SHORT TASK 1
Format the records below as a JSON list of strings, one string per line, leaving out blank lines and the picture placeholders. Include only the records, not the astronomy passage.

SELECTED EXTRACT
□ □ □ □ □ □ □
Greeks Advance Hellenistic Astronomy

Advances in Hellenistic astronomy were made when the ancient Greeks considered theories of an Earth-centered and a Sun-centered universe; the geocentric epicycle-on-deferent system proved to explain the most observations.


Summary of Event

That Earth was spherical was known to learned Greeks of the fourth century b.c.e. by the shape of its shadow on the moon during a lunar eclipse. The accepted view of the universe, however, was that Earth remained unmoving at its center, while around it in concentric spheres moved the seven planets of the ancient world: the Moon, Mercury, Venus, the Sun, Mars, Jupiter, and Saturn. About 340 b.c.e. at Athens, Heraclides of Pontus postulated that the earth rotated daily on its axis and that the Sun and the other planets revolved around the Earth. His work “On Things in the Heavens” is lost, so modern scholars do not know how he arrived at these conclusions. Heraclides of Pontus
Aristarchus of Samos
Apollonius of Perga
Eratosthenes of Cyrene
Hipparchus
Ptolemy

This theory was the most advanced position taken by Greek astronomers by the time of Alexander the Great’s conquest of Persia, which opened up a new world to scientists. At Babylon, Uruk, and Sippar, in Mesopotamia, fairly accurate observations of the movements of the heavenly bodies had been recorded and kept for centuries. Part of this mass of new knowledge became known to Greek scientists in the third century b.c.e. The Greeks also had their own means of acquiring data, for among the wonders of the new museum established in Alexandria as a sort of university was an observatory, a simple tower whose only instrument was a device without lenses for measuring the azimuth and angle of height of a star or planet.
□ □ □ □ □ □ □
SHORT TASK 2
List the seven planets of the ancient world that the Hellenistic astronomy passage names, in the order given.
□ □ □ □ □ □ □
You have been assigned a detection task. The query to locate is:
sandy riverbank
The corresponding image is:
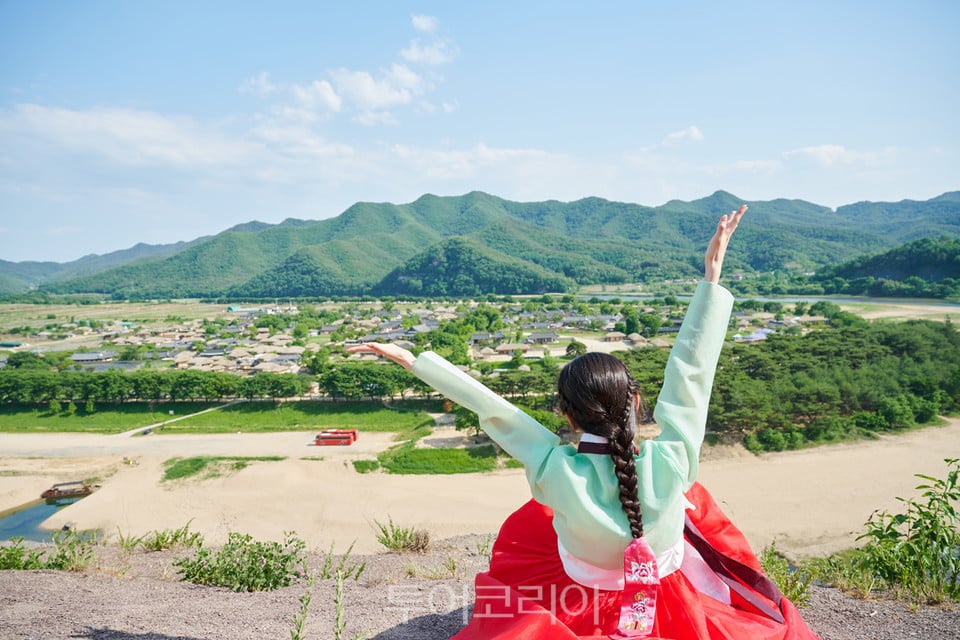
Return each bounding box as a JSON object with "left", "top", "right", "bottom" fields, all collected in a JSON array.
[{"left": 0, "top": 419, "right": 960, "bottom": 556}]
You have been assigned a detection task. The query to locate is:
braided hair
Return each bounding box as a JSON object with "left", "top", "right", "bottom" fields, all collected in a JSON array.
[{"left": 557, "top": 352, "right": 646, "bottom": 538}]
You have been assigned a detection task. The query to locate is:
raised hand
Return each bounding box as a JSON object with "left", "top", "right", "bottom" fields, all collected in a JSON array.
[
  {"left": 703, "top": 205, "right": 747, "bottom": 283},
  {"left": 347, "top": 342, "right": 416, "bottom": 371}
]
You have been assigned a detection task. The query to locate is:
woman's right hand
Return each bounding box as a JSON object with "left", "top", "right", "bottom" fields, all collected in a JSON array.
[
  {"left": 347, "top": 342, "right": 417, "bottom": 371},
  {"left": 703, "top": 205, "right": 747, "bottom": 283}
]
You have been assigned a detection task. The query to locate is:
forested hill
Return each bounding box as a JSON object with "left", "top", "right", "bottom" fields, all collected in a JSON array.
□ □ □ □ □ □ □
TASK ANSWER 1
[
  "You have been assigned a detection task. The query to locate is:",
  "sandy riverbank",
  "The corresponding image is:",
  "Return each bounding box as a JSON object with \"left\", \"top\", \"right\", \"bottom\" fields, all collected in a JSON array.",
  "[{\"left\": 0, \"top\": 419, \"right\": 960, \"bottom\": 556}]",
  "You have been assigned a detection task. The query to locate is:",
  "braided hair",
  "Return each bounding box as a JSON object with \"left\", \"top\", \"right\", \"bottom\" fields, all collected in a JSON array.",
  "[{\"left\": 557, \"top\": 352, \"right\": 646, \"bottom\": 538}]",
  "You have been assigned a detection task. The query to locate is:",
  "raised hand",
  "Return each bounding box as a JSON object with \"left\", \"top\", \"right\", \"bottom\" fields, all collected in a JSON array.",
  "[",
  "  {\"left\": 703, \"top\": 205, \"right\": 747, \"bottom\": 283},",
  "  {\"left\": 347, \"top\": 342, \"right\": 416, \"bottom\": 371}",
  "]",
  "You have been assigned a detection task. The query to locate is:",
  "woman's right hand",
  "Return each bounding box as a JSON object with \"left\", \"top\", \"right\", \"bottom\" fields, all collected in a JSON array.",
  "[",
  "  {\"left\": 347, \"top\": 342, \"right\": 417, \"bottom\": 371},",
  "  {\"left\": 703, \"top\": 205, \"right\": 747, \"bottom\": 283}",
  "]",
  "You have been assigned a detection task. The query to locate is:",
  "forested hill",
  "Return each bounding box as a JSON object with \"left\", \"top\", \"right\", \"bottom\" fields, all collected in a JSON array."
]

TASK ANSWER 2
Moon, Mercury, Venus, Sun, Mars, Jupiter, Saturn